### Source excerpt
---*---

Pick a location in Australia and examine the time series of January rainfall at that location using `AustraliaRainfall.nc`. 

In a new figure with two subplots, first plot the rainfall field in January of 2006 across space in one subplot. On top of this image, mark the location that you will examine with a white circle. 

In the second subplot, plot January rainfall in each year as a time series (so "years" is on the x-axis) at the specified location.

In [None]:
# code here

# import libraries

# load the data

# set the environment for multiple subplots
fig, (ax0, ax1) = plt.subplots( ... )

# Plot the data
# You might want to set ax argument within the plot method, e.g. data.plot(ax = ax0)


## Challenge 6: Map algebra

Use the same Australia rainfall data.

1. Calculate the historical mean rainfall for January, April and August. Plot on the same figure and use the same colorbar.

In [None]:
# Set an environment for a plot with three subplots
fig, (ax1, ax4, ax8) = plt.subplots(...)

# plot the 3 plots using .sel().mean().plot(ax=ax#)
# specify a common vmin and vmax to ensure the same colorbar
# choose any colormap you like.

plt.tight_layout()
plt.show()

2. Now use map algebra to plot the deviation of total 2006 rainfall from historical average annual rainfall, as a percentage of historical averages. Map that.

In [None]:
# You need two bands to calculate the deviation 
# 1. The 2006 total rainfall data: A
rain_2006 = 
# 2. The average annual rainfall data: B
rain_mean = 
# Numerator: their difference, Denominator: the average
deviation = ((rain_2006 - rain_mean) / rain_mean)

# Plot it

---*---

### Dataset extract
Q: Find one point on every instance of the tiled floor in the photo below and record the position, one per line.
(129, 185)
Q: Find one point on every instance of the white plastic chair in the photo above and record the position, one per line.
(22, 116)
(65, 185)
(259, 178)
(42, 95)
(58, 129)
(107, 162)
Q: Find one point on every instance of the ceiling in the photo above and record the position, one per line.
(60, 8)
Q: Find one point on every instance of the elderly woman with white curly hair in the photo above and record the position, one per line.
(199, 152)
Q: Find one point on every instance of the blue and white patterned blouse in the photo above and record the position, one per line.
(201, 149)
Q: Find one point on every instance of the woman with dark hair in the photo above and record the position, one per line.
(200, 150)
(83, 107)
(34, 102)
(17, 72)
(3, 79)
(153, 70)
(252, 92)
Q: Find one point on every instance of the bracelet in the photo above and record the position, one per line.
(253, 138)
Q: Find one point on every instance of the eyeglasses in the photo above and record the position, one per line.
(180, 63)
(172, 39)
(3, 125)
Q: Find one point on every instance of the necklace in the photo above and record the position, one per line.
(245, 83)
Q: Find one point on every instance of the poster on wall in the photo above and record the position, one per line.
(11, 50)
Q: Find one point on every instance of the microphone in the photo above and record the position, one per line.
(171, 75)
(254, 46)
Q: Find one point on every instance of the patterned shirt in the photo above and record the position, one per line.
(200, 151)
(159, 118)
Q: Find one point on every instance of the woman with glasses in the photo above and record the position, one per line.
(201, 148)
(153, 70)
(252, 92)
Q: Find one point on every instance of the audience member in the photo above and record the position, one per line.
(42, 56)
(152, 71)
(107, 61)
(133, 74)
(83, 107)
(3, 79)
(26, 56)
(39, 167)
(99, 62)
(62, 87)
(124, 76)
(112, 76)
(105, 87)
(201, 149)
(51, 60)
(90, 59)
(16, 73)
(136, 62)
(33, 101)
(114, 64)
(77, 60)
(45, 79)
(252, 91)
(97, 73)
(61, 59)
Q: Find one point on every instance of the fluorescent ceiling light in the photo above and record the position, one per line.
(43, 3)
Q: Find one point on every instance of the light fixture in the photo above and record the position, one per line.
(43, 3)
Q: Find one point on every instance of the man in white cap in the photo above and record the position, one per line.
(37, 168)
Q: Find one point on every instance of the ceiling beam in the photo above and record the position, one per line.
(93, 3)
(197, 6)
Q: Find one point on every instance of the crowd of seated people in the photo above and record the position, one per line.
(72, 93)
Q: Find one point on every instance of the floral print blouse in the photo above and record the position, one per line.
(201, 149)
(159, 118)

---*---

### What is expected
From the exercise text on Australian rainfall, list every distinct axes variable name that the code unpacks from plt.subplots.

### Response to the exercise
ax0, ax1, ax4, ax8